In light of this, corporate cybersecurity firm, Ping Identity has highlighted the biggest problems associated with cloud identities and how to prevent security breaches.
Risks of Cloud Computing: While there are many benefits of cloud computing, as it offers businesses a convenient, scalable, and readily accessible service to its users; there are also risks associated with the cloud:
Unauthorised Access: The most common cloud security issues include unauthorised access through improper access controls and the misuse of employee credentials. Over permissioned users, particularly administrators and lack of proper entitlement visibility, management and governance are contributing factors. Insecure APIs and unauthorised access are the number one perceived security vulnerability in the cloud.
Data Loss or Theft: When you store files and data in someone else’s server, you’re trusting the provider with your data. However, that doesn’t mean you have abandoned or fully transferred responsibility for your data in event of loss due to system error or theft by cybercriminals. Cybercriminals can hack into servers or malware can render data unreadable by both humans and software. In many cases, this data cannot be recovered so data loss prevention is an essential tool.
Denial of Service Attacks or Distributed Denial of Service: A denial-of-service (DoS or DDoS) attack is an attack meant to shut down a machine or network, making it inaccessible to its intended users. This can render systems inaccessible for users and severely disrupt business operations.
Cloud Identity Security
As users, we are largely responsible for generating the content and data that creates our online identities. As a result, it’s reported that 88 per cent of cloud breaches are due to human error, what can businesses do to help individuals stay safe using the cloud?
Establish an Identity Control Plane: Passwords can often be the only barrier between a cybercriminal and your sensitive information. There are several programs attackers can use to guess or “crack” passwords or even easier to phish credentials. Ping Identity recommend users follow NIST guidance on updating passwords, which is generally now once per year or upon known compromise. However, to really help mitigate credential sprawl, organisations should establish a global authentication authority to define access policies and apply the concept of SSO’ing everything to its practical limits. SSO (and even passwords) should be used with compensating controls such as MFA and risk signals.

Problem 1
Print the passage of the cloud security excerpt starting with "Denial of Service Attacks" and going on through "disrupt business operations.", with no changes.
The listing that follows the cloud security excerpt is unrelated to it.

Data for the task
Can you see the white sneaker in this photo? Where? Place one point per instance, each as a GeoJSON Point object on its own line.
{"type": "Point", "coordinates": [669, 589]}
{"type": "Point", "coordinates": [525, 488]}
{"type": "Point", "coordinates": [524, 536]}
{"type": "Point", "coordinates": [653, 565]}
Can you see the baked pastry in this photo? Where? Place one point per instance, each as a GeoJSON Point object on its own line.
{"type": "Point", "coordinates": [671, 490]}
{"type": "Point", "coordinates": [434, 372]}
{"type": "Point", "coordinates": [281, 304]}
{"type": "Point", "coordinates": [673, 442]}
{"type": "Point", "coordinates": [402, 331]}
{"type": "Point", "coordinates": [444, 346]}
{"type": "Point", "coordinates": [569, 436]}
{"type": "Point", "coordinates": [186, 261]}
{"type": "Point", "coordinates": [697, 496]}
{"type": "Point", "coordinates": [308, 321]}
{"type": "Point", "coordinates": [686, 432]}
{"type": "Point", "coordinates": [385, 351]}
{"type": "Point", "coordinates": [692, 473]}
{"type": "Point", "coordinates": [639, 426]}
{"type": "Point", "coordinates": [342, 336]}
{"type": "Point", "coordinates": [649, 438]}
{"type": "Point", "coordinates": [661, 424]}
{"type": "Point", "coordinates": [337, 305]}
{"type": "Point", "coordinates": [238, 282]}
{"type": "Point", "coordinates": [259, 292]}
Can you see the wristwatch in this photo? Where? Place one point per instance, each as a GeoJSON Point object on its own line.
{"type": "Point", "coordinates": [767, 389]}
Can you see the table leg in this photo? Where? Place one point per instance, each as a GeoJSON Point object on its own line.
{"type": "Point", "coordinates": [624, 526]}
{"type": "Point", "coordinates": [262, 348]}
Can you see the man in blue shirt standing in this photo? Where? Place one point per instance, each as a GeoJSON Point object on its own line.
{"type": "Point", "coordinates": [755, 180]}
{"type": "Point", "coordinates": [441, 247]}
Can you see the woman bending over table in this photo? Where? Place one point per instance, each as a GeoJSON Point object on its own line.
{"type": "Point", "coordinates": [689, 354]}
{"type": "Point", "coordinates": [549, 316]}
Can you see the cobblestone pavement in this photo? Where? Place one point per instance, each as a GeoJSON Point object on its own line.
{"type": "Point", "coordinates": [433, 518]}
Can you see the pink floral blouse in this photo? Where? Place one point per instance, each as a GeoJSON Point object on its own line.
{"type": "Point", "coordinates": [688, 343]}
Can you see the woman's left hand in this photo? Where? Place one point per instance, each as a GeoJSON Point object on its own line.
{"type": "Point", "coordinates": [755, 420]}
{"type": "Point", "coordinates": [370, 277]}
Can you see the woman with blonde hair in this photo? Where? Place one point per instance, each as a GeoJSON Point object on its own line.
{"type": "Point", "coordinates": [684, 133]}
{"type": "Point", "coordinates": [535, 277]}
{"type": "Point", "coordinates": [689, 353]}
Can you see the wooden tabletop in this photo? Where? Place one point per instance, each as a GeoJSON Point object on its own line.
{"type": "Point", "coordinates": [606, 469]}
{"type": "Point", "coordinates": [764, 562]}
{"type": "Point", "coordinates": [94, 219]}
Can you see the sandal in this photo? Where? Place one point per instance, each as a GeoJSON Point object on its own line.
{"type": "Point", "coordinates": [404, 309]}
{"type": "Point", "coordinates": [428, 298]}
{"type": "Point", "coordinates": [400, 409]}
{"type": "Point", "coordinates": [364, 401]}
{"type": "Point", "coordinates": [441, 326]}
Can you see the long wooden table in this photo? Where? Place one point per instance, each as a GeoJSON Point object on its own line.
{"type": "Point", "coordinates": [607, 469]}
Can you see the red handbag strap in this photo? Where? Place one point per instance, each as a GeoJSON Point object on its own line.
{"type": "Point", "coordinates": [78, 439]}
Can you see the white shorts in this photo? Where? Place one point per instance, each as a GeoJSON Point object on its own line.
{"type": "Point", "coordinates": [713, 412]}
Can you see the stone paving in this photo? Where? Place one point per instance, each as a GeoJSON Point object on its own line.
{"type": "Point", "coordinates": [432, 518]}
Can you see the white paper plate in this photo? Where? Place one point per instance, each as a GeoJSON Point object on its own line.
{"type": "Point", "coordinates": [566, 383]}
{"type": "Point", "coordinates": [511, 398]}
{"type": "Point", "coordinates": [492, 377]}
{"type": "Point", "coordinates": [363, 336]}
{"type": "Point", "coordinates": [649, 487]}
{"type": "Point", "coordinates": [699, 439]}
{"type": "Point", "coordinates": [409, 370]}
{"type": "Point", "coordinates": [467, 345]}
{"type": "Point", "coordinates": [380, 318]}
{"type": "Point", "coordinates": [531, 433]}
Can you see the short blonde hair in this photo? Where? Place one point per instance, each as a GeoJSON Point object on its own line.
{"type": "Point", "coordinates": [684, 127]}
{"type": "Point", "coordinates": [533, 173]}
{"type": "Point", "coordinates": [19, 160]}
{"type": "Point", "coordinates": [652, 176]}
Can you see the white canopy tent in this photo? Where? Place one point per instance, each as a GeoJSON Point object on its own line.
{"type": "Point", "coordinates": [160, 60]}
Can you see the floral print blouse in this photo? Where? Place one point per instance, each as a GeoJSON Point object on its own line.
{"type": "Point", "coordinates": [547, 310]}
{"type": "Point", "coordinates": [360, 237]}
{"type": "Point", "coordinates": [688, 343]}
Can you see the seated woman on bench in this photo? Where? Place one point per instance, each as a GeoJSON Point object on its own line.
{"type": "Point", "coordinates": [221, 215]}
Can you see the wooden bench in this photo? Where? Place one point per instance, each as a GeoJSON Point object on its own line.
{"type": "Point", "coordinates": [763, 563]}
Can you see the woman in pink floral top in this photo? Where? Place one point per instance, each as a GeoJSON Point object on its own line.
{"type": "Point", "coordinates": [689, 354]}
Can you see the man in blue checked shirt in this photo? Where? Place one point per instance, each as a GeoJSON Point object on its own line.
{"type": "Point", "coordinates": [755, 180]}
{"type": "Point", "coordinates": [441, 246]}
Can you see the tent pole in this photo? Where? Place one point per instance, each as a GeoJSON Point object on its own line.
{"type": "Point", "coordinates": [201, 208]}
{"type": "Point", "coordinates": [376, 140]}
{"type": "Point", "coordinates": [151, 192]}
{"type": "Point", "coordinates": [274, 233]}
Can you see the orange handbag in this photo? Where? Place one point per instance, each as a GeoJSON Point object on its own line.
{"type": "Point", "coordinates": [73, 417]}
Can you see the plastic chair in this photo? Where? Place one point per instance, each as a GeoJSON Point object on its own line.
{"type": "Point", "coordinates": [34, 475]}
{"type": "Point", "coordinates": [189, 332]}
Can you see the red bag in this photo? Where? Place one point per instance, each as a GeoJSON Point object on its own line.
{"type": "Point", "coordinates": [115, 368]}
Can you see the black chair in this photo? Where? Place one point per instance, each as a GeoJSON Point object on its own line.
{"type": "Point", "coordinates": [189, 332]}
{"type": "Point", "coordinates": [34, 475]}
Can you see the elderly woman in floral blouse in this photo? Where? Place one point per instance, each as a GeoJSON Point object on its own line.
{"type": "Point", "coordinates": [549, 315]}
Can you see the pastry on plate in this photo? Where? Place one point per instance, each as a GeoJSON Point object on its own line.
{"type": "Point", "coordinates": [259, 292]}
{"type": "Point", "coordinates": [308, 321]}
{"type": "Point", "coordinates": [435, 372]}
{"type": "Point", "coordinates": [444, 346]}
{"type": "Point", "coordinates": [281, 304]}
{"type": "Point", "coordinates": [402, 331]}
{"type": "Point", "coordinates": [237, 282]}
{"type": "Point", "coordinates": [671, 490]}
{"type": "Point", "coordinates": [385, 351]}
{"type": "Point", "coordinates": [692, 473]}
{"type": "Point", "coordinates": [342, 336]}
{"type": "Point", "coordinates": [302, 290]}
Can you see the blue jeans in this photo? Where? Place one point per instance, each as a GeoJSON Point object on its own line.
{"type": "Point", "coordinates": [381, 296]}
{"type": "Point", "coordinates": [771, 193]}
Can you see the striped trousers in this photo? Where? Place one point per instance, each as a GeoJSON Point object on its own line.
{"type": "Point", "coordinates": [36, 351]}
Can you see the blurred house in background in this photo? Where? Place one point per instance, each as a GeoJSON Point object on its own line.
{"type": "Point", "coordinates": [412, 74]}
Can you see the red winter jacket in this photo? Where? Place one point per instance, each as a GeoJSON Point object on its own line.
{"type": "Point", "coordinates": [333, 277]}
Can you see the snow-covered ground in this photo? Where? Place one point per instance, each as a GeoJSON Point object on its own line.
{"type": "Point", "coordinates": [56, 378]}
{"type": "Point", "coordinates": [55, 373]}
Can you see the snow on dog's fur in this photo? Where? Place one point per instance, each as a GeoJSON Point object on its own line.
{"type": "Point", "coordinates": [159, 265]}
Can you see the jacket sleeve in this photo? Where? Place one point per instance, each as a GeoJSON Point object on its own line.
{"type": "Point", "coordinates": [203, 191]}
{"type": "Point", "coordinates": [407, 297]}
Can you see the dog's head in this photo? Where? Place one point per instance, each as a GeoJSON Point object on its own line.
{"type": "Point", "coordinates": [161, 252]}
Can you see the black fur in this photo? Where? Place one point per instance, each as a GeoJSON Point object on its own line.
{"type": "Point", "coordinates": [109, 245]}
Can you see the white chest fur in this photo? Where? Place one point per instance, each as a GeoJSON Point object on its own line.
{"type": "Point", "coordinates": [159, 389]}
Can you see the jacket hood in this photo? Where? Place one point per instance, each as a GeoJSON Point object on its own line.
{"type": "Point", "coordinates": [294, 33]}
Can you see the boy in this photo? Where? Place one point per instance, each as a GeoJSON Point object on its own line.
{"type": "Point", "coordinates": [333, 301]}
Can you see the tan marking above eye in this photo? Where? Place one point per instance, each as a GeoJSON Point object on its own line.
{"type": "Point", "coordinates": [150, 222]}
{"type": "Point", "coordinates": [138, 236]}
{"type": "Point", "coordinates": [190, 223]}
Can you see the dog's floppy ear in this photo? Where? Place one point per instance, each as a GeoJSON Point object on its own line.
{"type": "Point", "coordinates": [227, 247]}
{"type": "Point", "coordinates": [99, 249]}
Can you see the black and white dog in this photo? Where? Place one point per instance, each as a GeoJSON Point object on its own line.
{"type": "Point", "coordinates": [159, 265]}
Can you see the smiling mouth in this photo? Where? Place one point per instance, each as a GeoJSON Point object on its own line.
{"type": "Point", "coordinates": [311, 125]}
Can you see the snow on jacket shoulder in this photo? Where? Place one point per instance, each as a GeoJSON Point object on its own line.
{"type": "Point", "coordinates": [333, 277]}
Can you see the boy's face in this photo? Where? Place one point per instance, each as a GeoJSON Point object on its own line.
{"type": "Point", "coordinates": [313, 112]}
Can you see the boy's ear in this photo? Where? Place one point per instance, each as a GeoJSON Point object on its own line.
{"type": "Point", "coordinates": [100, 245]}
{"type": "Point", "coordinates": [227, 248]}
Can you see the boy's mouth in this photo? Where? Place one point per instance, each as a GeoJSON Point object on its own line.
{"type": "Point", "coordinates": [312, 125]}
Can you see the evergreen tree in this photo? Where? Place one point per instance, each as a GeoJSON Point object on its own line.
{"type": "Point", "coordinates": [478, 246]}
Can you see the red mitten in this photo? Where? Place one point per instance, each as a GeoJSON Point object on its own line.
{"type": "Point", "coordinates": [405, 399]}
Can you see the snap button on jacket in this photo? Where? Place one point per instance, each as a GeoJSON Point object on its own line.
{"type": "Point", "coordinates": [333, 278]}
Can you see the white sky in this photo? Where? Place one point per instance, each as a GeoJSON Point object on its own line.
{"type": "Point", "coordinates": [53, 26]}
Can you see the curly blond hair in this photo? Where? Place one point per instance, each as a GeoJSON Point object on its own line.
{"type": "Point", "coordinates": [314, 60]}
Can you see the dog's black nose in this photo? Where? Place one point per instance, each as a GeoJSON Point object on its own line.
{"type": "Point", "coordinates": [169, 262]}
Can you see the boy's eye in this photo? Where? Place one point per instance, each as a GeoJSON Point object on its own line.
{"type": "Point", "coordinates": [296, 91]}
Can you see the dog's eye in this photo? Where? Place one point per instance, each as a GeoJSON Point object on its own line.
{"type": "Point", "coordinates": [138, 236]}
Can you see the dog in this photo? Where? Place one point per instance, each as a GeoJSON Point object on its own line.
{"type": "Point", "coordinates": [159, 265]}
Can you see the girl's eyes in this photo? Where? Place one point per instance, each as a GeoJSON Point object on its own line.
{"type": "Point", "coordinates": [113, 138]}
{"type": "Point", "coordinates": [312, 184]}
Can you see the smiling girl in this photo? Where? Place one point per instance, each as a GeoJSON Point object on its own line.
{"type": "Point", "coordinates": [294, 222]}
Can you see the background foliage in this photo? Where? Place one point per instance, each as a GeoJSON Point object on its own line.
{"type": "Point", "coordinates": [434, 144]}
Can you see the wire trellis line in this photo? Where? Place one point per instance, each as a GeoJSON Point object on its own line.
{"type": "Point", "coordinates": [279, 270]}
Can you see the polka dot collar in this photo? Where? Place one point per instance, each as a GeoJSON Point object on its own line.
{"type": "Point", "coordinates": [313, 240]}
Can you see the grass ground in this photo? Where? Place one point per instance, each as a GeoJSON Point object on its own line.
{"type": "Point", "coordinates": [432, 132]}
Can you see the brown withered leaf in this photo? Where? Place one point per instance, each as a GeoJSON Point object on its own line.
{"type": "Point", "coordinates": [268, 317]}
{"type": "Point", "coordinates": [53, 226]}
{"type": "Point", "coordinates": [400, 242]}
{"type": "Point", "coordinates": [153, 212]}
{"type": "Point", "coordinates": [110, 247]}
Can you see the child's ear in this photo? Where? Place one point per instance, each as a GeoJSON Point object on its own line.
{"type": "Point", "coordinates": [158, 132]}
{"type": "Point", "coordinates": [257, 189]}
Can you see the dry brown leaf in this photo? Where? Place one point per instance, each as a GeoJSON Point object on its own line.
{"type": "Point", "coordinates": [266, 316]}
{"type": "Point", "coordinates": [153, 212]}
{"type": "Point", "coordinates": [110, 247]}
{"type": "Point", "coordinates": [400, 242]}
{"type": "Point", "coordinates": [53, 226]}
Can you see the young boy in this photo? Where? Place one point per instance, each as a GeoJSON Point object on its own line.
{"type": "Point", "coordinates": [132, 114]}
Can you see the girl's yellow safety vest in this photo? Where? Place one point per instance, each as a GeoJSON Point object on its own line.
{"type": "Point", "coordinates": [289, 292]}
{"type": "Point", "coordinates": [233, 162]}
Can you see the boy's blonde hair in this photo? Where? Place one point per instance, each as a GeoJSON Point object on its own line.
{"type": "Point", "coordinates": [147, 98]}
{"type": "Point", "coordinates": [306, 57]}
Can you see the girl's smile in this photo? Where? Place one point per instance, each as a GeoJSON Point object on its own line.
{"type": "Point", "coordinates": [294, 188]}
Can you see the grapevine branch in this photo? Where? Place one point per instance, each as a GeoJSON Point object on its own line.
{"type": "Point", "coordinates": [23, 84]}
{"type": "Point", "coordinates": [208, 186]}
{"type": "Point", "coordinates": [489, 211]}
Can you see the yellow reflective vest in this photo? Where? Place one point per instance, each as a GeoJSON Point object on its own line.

Problem 2
Count how many lines of the listing contain the string "chair", matching case exactly, and give only the number.

Worked solution 1
Denial of Service Attacks or Distributed Denial of Service: A denial-of-service (DoS or DDoS) attack is an attack meant to shut down a machine or network, making it inaccessible to its intended users. This can render systems inaccessible for users and severely disrupt business operations.

Worked solution 2
2